- Excerpt to read -
○ ○ ○ ○ ○
Cucumber was wilted.
It was different this time. After her two near-death experiences during which she worked her way into becoming a House Wolf, she thrived on her special status. When her status became threatened because another sick animal required special care and occupied our tiny living room, she learned how to manipulate us through pretend near-death experiences. But now she is older—going on her 14th year—and the wilting felt different. As if she were defeated.
The cause of the problem was two-fold. First Firefly, a tiny little black fox-rescue from a fur farm ousted her because she needed intensive care, but we could at least move her out each day so Cucumber could come and visit and be loved—though she was only too well aware of the enraptured attention that the charming Firefly was receiving. But then came a traumatized little coyote pup. Though Jean could, with great care, pet him and play with him, any attempt at “capture” by picking him up or putting him in a carry cage was out of the question if we ever wanted to have a relationship with him. So, he roamed free in the living room until we could build an outdoor enclosure for him. And that was that. Cucumber was relegated to being outside and she didn’t take it well.
If you casually looked at her, you would be tempted to say she was just very old. But if so, it was a sudden aging. She just drooped. She lost weight. She hobbled. She was listless.
We called the vet, Summer, who knew her well inside and out, having done two previous surgeries and helping shepherd her through to health again. Summer could find nothing wrong. She did blood tests. They looked like those of a healthy young wolf.
○ ○ ○ ○ ○
Image point grounding data

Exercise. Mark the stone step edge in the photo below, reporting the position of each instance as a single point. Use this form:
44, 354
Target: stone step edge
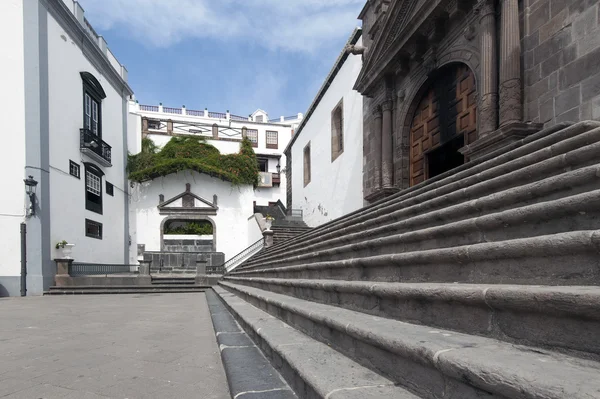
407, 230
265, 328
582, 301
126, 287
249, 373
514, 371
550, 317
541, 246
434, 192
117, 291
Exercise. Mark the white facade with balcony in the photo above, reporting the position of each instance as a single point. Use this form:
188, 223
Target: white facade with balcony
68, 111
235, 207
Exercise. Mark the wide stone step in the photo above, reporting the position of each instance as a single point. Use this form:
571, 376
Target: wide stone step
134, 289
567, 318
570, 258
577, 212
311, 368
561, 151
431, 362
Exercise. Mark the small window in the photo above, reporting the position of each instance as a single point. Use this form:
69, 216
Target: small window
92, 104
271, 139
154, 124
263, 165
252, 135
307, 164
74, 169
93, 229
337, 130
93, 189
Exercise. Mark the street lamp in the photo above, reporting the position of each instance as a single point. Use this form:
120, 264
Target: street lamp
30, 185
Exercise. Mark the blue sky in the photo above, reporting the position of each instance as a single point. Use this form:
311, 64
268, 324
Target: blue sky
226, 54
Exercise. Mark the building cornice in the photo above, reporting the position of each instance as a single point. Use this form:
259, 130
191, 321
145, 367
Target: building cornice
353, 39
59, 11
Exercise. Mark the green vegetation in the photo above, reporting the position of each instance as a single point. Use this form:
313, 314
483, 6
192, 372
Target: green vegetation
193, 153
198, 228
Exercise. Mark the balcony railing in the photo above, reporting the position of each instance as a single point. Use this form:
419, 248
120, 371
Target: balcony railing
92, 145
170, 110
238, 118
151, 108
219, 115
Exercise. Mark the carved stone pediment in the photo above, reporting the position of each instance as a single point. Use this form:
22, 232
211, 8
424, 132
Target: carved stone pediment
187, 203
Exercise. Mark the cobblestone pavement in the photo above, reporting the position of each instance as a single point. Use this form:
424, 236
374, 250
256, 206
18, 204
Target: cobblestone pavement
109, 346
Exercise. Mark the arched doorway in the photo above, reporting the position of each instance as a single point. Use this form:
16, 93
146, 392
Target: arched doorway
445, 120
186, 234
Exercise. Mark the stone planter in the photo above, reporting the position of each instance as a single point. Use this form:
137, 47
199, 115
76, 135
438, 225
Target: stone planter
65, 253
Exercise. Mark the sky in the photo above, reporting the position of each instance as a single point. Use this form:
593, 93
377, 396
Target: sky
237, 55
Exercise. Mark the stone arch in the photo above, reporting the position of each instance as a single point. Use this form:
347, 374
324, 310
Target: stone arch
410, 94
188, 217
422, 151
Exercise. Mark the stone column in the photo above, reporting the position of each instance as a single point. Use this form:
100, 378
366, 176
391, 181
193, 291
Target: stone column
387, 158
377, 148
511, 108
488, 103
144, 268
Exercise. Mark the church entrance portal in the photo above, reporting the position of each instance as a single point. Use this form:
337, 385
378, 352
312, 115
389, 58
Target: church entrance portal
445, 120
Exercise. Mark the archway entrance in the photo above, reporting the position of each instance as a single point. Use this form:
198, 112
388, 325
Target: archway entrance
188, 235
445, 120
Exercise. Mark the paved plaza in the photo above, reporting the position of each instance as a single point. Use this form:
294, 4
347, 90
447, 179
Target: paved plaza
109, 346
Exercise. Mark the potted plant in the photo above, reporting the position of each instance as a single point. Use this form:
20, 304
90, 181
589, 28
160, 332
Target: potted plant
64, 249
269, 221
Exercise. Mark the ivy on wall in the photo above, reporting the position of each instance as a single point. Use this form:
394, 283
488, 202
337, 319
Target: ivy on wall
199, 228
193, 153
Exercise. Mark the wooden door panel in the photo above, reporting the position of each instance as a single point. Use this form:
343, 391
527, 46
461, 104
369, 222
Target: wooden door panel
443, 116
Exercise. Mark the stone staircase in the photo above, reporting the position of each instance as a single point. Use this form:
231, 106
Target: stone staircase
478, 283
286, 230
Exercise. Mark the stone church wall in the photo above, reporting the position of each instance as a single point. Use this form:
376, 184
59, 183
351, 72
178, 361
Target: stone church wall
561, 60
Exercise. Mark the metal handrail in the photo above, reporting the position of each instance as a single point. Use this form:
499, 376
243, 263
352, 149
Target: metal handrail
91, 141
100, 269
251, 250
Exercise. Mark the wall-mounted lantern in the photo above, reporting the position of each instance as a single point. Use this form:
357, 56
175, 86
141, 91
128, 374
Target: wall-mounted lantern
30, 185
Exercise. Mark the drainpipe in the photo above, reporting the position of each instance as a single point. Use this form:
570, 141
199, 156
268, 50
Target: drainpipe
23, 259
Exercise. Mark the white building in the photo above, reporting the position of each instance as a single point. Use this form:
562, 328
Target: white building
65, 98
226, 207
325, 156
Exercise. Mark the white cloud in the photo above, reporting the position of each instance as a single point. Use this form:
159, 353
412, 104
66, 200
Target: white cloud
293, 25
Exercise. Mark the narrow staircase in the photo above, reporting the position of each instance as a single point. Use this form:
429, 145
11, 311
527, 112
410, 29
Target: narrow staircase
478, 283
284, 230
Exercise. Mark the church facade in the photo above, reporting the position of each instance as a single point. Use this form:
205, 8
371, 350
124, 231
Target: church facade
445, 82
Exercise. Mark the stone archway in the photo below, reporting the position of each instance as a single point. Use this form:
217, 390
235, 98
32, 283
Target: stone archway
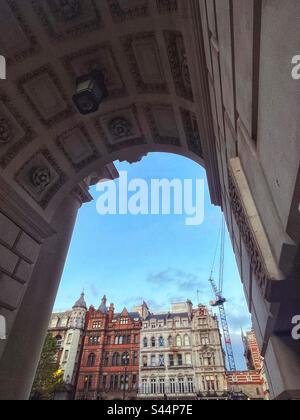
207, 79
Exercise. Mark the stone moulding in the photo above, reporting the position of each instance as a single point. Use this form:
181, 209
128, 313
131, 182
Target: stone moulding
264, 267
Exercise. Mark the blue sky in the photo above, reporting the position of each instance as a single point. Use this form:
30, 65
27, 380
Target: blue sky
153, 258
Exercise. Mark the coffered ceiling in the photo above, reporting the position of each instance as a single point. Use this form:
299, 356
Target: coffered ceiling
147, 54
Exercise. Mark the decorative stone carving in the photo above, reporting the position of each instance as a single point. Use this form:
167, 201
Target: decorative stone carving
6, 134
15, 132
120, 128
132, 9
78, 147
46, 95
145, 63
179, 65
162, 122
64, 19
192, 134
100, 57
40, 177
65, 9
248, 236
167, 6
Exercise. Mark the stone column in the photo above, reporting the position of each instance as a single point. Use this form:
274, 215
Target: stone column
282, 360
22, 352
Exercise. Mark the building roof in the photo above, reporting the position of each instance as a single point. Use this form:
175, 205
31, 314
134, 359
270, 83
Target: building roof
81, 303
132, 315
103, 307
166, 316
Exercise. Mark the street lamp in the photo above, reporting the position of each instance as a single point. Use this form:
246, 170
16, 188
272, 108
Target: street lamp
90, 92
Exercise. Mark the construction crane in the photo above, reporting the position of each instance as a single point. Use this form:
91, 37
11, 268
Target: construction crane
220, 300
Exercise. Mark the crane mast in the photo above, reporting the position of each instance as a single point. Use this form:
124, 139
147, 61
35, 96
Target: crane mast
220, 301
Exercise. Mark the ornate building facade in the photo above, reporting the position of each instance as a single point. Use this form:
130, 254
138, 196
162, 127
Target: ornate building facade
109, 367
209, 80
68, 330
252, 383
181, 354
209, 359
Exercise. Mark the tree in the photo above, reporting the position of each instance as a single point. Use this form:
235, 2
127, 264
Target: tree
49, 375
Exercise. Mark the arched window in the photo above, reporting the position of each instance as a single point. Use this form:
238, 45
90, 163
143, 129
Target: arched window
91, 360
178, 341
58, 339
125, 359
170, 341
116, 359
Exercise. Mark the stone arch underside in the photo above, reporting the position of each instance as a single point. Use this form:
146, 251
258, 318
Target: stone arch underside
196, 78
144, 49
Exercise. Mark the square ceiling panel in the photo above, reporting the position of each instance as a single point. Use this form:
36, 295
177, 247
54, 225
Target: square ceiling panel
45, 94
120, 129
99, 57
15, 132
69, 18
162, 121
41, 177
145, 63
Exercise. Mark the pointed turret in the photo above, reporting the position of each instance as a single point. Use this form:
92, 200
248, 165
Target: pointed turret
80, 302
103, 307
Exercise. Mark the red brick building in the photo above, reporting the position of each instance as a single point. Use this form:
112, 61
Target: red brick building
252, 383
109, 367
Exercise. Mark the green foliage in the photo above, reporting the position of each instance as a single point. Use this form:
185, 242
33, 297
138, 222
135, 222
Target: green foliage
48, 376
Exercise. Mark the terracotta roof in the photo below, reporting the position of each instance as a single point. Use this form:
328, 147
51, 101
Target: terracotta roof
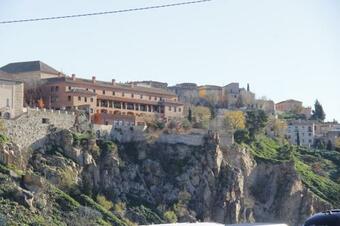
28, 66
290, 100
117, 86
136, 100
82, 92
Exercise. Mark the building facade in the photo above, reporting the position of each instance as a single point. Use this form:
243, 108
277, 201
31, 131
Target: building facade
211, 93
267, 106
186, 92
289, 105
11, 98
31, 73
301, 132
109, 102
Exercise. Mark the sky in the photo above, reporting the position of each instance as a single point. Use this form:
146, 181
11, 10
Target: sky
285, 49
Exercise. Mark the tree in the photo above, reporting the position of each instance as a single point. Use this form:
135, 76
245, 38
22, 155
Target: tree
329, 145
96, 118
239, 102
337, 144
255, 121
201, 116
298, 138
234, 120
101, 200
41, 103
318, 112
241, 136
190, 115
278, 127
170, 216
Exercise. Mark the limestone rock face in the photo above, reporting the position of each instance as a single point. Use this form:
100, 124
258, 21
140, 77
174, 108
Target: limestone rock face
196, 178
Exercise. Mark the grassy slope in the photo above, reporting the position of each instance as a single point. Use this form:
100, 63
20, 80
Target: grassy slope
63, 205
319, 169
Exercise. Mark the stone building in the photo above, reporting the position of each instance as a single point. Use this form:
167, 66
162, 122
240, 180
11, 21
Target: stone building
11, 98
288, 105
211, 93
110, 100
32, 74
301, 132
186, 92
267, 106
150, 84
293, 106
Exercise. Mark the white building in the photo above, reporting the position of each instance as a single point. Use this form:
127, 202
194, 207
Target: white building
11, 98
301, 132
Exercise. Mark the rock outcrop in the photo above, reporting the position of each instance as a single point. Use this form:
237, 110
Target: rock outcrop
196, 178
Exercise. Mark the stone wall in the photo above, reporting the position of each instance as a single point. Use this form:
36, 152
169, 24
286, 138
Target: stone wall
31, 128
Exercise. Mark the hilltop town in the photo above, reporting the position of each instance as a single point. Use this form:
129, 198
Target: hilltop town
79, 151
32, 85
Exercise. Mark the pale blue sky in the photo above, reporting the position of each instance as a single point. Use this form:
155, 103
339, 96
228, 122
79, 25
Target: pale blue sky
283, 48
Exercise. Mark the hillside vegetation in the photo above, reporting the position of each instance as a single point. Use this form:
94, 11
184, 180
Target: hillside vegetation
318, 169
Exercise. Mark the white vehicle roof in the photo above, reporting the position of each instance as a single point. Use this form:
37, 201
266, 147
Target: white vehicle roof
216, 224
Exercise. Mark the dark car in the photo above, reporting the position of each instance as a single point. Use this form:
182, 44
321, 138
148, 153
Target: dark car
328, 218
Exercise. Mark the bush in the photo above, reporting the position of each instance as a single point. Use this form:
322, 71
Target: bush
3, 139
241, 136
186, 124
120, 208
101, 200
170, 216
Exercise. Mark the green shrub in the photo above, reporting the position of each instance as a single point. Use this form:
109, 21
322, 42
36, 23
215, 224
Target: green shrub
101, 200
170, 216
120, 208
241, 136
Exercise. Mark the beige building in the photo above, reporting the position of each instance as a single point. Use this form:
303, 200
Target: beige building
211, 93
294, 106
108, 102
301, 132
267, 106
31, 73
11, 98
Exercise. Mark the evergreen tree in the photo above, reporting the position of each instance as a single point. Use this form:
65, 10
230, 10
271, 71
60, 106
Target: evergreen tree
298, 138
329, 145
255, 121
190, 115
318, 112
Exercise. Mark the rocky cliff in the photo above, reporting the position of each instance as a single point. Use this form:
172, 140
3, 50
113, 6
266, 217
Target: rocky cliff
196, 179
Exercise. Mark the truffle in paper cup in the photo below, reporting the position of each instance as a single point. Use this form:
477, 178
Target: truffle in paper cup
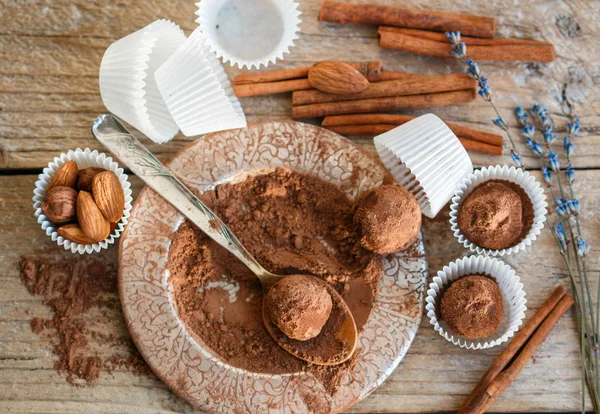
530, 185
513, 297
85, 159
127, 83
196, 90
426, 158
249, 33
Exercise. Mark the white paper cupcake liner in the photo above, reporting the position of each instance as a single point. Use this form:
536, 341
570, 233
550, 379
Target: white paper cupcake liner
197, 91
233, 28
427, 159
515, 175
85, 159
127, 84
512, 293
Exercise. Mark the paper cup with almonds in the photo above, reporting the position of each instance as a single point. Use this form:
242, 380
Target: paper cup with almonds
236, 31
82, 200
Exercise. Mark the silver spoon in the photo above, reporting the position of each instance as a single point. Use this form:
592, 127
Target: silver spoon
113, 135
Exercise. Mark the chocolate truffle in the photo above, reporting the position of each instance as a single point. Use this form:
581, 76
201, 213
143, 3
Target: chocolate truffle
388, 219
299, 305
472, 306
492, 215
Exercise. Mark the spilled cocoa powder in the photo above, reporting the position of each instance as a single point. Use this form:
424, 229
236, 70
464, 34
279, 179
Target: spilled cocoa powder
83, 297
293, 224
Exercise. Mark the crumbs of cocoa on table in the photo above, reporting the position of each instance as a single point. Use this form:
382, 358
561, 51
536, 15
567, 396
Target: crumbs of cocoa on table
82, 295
○ ○ ○ ○ ○
- Aim of the task -
Resume the account of Cucumber the aging wolf, picking up after its last sentence. The records have no connection to the text about Cucumber the wolf.

- Answer to this problem -
We didn’t know what to do. It was as if the fight had gone out of her. All those years of being born a runt and being a half-sized wolf in a world of fierce competition—finding a way to dominate wolves much larger than her; leaping off waterfalls when no other wolf dared; working herself into the house and then, when ousted, getting back in through pretend near-death experiences—had sapped her energy. She just couldn’t do it any more.
This time it felt real. She didn’t have as much fight, There was no (well, little) attempt at manipulation. I thought she was in the process of dying. Jean brought her down to meet a retreat group to give her a last chance to shine and communicate, which she was so good at. They looked at the hanging head and drooping tail with concern and pity. She stood there passively as they tried to help her with healing hands and therapeutic touch.
After a month of this, she looked so bad we called Summer in again, asking her to check if there was anything at all we could do. Perhaps her previous intestinal surgeries were causing her trouble? More tests, examinations, x rays. All looked fine.
So, although it was a poor substitute, I had an idea. I started to bring her into the office cabin early every morning before working hours for special hand-prepared breakfast treats and loving from Jean and myself. It wasn’t the house. The ugly coyote had not been ousted and she wasn’t total queen anymore. But at least she rated special, personal attention and connection.
I am happy to report that she is recovering. It hasn’t been instant like during the “near-death” times when she recovered overnight once she was back in the house. She has not bounced back to her full self. Age and many battles do take their toll and it has been different this time. The wilting was real. She had been devastated. But there is light in her eyes once again, and there is a bit of spring in her step when she walks to the office, or sees her arch enemy, my malamute Talkeetna.
It seems we have no more leeway. Regardless of other distractions and responsibilities to other animals, she needs her special attention for the rest of her life, with no further abandonment or disappointments. We will have to be very, very careful of her feelings now. Fortunately, taking care of her is a privilege and delight, and what she gives back is beyond measure.